▸ Exercise description
Working from the line that contains "Where can the snow-covered roof" down to the last line below, repeat each line exactly.
┌──
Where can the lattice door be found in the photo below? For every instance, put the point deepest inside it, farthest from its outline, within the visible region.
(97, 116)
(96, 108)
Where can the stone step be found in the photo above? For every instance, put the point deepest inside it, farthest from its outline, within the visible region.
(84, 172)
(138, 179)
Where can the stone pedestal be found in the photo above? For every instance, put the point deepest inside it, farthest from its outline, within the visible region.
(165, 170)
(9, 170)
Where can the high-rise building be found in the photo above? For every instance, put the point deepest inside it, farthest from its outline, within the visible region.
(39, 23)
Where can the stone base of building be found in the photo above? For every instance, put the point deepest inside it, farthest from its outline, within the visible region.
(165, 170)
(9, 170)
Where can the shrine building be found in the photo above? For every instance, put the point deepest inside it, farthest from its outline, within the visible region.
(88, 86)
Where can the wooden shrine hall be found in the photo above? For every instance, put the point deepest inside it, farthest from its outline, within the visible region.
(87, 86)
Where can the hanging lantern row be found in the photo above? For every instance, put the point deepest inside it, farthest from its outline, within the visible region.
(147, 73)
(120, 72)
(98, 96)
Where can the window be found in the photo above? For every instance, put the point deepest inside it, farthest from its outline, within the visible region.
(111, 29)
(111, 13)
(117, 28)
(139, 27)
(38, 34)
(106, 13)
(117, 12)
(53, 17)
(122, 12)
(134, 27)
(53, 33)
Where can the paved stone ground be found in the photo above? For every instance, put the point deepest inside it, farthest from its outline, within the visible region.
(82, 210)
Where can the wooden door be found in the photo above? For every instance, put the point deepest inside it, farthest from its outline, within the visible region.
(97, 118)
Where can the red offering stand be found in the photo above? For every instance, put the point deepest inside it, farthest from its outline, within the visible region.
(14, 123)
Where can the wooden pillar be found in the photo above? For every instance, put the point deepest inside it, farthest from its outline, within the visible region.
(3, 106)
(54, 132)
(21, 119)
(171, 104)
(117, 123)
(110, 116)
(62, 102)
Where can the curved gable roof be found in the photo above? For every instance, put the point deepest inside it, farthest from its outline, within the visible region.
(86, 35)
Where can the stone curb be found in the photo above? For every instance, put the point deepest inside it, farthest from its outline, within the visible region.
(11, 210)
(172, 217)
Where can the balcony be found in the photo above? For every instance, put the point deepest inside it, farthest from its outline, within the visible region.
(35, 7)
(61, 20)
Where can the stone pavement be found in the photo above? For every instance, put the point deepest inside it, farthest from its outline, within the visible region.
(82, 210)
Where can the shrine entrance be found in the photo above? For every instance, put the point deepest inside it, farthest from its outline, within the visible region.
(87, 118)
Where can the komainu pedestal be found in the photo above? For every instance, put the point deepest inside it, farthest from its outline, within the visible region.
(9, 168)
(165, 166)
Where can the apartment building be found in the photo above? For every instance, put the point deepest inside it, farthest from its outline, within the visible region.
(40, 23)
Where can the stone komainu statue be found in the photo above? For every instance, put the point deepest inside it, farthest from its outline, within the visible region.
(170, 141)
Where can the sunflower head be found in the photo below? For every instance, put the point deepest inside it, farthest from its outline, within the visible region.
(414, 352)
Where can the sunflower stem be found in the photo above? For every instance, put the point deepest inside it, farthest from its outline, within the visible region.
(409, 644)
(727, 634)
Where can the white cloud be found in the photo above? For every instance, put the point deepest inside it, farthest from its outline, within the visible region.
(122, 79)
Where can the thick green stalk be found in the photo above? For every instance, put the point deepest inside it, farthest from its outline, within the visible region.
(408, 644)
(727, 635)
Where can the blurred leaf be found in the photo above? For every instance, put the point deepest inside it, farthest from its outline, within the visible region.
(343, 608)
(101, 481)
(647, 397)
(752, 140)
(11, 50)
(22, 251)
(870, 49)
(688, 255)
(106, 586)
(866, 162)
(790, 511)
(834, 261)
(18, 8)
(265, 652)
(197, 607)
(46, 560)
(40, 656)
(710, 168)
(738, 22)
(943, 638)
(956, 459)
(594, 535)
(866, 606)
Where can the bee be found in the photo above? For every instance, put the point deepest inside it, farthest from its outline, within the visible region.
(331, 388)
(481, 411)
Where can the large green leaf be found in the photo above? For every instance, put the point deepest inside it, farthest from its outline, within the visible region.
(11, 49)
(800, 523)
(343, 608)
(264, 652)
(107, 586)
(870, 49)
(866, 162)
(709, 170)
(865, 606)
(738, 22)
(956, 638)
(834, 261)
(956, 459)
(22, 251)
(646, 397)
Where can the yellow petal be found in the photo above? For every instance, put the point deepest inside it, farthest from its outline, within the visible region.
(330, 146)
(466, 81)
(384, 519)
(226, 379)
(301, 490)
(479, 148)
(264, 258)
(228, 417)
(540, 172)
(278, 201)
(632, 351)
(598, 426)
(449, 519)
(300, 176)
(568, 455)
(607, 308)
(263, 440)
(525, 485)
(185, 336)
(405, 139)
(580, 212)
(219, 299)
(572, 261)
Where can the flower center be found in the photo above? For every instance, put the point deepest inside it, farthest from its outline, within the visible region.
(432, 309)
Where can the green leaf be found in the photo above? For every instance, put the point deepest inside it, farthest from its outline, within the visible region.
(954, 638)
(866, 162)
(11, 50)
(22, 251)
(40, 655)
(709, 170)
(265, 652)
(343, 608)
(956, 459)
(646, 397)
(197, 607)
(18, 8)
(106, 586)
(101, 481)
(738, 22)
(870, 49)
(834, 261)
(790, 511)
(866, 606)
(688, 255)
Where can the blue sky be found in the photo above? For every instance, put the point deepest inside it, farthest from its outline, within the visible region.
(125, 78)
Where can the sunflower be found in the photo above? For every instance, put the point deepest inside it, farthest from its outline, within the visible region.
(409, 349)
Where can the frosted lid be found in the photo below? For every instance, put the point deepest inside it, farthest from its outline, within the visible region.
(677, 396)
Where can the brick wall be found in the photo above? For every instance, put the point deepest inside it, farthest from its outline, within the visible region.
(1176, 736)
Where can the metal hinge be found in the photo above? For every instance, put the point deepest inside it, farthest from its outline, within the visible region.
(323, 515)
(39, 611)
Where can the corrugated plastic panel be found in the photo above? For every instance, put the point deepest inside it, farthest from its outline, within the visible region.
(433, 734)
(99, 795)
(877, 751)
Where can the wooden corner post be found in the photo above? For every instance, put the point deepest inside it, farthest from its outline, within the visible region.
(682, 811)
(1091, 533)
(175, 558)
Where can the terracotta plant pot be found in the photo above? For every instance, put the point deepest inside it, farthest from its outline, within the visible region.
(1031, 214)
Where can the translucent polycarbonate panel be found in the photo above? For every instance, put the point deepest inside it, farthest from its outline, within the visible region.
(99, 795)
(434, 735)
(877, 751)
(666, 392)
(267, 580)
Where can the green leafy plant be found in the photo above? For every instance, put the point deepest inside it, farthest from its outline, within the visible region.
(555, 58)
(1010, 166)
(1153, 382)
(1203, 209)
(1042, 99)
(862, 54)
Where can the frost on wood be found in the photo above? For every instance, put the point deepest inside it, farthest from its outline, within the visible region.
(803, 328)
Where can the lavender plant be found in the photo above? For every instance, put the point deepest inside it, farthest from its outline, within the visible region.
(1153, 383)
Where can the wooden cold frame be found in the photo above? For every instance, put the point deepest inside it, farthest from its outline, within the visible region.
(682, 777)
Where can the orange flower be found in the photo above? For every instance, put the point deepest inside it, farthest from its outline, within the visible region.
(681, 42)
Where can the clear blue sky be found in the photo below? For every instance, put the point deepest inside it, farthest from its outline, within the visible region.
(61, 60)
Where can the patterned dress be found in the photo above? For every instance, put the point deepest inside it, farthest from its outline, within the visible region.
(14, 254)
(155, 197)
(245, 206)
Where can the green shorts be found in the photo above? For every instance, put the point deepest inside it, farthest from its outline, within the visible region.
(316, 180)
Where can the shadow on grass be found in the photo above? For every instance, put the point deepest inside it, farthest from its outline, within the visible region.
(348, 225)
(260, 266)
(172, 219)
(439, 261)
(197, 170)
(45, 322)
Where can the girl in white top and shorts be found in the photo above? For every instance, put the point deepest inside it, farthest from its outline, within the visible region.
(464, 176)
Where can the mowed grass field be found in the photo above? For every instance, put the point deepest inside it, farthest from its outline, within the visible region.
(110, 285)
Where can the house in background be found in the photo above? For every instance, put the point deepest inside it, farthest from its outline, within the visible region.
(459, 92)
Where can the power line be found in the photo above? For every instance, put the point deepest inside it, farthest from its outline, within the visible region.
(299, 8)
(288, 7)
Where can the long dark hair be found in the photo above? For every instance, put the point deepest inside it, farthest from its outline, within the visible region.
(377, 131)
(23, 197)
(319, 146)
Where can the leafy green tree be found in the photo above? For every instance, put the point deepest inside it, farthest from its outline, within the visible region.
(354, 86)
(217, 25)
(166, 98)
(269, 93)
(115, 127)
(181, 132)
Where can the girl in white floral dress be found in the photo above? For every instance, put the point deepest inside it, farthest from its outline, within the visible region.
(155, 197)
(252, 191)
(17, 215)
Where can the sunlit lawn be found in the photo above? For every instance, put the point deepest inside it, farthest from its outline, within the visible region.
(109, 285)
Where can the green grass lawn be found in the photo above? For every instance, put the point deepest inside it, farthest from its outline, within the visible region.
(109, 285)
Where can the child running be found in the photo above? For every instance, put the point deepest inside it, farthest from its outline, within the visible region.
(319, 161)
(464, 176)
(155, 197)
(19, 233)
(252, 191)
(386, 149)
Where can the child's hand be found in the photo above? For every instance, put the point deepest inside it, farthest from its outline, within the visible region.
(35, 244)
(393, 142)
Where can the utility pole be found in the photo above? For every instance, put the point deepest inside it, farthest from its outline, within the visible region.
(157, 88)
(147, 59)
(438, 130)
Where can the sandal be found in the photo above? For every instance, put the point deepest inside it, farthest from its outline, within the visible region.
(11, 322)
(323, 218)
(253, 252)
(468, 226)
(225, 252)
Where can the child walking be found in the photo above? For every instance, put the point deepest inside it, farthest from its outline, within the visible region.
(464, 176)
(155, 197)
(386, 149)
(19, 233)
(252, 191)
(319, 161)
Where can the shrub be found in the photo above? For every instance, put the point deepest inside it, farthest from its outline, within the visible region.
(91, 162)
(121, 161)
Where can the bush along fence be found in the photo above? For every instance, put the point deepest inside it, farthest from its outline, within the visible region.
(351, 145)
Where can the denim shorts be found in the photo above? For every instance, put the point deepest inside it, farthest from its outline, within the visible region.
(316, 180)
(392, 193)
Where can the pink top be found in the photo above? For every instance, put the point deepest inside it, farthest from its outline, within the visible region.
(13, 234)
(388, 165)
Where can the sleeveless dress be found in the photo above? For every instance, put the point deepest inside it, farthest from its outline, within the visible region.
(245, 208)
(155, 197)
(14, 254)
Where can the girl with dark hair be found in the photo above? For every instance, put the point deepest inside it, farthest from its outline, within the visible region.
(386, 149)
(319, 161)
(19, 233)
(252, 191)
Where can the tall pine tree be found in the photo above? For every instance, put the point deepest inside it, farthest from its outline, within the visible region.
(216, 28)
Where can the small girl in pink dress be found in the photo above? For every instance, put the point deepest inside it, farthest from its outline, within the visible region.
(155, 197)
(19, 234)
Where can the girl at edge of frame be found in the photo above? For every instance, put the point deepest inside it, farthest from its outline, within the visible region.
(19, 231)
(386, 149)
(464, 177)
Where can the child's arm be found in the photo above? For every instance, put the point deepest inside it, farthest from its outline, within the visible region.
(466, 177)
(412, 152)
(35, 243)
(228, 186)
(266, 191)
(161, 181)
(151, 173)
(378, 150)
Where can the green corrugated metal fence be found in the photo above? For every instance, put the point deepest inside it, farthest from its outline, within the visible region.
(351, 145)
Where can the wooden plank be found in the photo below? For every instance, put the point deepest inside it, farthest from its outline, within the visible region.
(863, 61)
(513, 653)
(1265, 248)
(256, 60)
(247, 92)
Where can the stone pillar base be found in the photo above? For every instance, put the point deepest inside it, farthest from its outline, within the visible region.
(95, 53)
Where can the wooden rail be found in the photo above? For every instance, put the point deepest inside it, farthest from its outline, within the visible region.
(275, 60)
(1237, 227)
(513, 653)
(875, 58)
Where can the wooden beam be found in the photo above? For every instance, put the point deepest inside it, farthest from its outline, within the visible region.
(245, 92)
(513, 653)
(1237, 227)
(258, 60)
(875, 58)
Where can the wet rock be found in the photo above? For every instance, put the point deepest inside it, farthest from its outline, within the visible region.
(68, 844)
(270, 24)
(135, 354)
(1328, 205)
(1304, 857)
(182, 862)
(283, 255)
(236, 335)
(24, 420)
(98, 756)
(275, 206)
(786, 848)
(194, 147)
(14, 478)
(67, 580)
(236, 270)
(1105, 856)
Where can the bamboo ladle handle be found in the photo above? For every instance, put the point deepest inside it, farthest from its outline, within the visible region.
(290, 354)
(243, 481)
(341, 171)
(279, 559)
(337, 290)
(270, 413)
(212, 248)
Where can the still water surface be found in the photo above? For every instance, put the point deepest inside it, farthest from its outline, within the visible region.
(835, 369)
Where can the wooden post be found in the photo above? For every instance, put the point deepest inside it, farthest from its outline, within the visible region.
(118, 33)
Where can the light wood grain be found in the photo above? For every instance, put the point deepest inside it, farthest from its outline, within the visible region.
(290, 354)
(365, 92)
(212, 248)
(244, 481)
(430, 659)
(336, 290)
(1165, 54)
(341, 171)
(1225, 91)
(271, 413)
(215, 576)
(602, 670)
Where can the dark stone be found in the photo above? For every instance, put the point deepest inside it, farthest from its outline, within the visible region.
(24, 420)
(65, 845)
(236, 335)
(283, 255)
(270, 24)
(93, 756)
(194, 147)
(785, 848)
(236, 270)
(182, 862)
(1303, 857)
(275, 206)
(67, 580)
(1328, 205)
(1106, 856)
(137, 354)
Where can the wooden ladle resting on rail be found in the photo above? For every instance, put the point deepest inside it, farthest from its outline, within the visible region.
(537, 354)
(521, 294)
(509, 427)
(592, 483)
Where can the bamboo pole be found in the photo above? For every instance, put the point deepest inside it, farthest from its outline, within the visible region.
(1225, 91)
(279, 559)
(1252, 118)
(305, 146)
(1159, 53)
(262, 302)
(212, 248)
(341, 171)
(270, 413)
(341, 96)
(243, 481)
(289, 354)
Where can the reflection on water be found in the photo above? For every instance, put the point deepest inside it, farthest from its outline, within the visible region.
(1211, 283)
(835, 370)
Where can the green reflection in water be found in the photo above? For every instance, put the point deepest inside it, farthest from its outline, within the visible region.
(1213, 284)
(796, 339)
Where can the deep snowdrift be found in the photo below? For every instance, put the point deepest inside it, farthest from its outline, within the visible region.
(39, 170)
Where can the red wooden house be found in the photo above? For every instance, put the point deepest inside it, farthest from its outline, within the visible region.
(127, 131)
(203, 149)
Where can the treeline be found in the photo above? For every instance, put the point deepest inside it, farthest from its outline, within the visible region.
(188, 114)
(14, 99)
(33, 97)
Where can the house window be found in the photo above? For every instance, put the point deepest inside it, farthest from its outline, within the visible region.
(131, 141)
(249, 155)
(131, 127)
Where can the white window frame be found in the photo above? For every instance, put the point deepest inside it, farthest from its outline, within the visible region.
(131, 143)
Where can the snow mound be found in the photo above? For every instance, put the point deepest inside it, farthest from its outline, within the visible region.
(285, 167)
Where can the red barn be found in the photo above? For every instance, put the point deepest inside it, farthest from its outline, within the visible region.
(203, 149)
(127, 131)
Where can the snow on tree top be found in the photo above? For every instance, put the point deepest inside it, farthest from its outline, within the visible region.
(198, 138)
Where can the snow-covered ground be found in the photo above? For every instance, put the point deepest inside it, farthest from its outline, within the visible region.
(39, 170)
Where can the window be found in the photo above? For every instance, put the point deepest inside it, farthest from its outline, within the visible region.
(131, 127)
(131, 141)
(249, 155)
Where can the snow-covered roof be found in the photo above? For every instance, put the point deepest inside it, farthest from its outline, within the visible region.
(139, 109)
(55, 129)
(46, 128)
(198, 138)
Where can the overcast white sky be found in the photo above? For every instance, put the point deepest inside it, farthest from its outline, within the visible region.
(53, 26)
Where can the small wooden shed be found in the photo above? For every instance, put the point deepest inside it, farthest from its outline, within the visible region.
└──
▸ Answer below
Where can the snow-covered roof be found in the photo above? For every instance, put the point deepest inside it, farthest from its outline, within the visible region.
(139, 109)
(55, 129)
(46, 128)
(198, 138)
Where can the overcast white sky be found in the photo above? For every instance, put the point deepest inside it, farthest from its outline, within the visible region.
(53, 26)
Where can the small wooden shed be found in the photo above? For every instance, put the point deepest inside it, farthest from its outline, within the visible region.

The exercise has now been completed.